-- BEGIN DATA SHOWN --
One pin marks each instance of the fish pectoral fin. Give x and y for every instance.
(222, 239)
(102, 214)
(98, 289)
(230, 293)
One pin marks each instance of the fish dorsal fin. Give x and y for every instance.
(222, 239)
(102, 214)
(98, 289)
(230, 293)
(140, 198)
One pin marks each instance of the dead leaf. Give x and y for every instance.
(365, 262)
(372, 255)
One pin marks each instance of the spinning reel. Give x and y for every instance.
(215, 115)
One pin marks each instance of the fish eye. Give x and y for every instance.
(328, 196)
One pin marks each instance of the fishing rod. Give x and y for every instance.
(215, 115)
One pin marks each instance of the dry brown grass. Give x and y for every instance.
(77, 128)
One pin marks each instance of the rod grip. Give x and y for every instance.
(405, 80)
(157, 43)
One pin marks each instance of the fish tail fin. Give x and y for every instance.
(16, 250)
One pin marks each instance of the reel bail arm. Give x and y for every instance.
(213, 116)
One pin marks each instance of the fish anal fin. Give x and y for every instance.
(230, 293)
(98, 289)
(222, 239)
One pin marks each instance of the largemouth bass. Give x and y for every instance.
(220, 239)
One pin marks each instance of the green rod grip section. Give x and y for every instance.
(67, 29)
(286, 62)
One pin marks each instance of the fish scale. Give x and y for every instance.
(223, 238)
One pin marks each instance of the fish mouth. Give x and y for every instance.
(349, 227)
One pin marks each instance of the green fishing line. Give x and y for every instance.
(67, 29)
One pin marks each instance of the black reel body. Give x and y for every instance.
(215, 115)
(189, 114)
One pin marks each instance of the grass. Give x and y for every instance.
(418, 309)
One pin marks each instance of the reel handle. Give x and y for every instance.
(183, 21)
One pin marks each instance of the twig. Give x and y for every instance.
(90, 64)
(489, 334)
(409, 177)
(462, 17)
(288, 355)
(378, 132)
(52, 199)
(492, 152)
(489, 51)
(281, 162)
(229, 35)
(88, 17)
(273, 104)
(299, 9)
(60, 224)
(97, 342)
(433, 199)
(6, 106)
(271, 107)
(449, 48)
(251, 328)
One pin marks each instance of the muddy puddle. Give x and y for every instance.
-- END DATA SHOWN --
-- BEGIN DATA SHOWN --
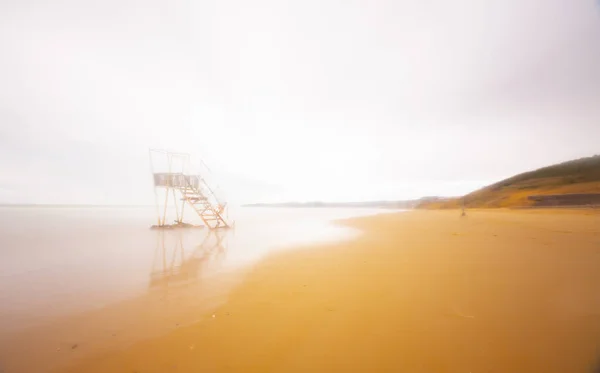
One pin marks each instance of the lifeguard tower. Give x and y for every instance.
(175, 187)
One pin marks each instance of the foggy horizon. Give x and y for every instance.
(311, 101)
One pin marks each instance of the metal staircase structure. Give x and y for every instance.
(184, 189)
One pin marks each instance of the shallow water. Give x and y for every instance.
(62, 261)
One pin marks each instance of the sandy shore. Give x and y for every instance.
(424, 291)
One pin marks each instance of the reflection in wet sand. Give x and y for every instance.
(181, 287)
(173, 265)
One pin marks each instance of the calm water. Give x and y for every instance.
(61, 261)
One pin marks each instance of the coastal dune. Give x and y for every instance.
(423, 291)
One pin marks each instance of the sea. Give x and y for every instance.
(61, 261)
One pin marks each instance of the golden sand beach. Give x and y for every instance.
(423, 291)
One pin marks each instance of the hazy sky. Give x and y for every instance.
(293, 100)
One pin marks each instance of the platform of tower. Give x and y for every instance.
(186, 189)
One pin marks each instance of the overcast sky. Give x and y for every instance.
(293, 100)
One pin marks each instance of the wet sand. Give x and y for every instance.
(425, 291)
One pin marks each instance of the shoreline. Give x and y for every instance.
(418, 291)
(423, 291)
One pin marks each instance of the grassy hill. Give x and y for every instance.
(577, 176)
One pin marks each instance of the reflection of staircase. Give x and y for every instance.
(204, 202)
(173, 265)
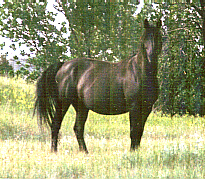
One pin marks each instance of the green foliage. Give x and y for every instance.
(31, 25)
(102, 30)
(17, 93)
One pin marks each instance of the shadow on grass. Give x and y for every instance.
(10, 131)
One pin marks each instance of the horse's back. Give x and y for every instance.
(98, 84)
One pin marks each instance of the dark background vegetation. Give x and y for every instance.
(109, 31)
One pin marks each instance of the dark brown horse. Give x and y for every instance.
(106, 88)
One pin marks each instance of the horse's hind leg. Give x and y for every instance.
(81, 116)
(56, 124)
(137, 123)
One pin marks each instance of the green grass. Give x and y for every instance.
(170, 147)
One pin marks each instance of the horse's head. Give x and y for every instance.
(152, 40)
-- END DATA SHOWN --
▶ TO DO:
Pick out every row above that contains the word "grip" and copy each of those rows in full.

▶ ANSWER TO THIS PROBLEM:
One pin marks each instance of the rod grip. Give x and y for every instance.
One pin marks each instance of the green rod grip section. Give x and y for every instance.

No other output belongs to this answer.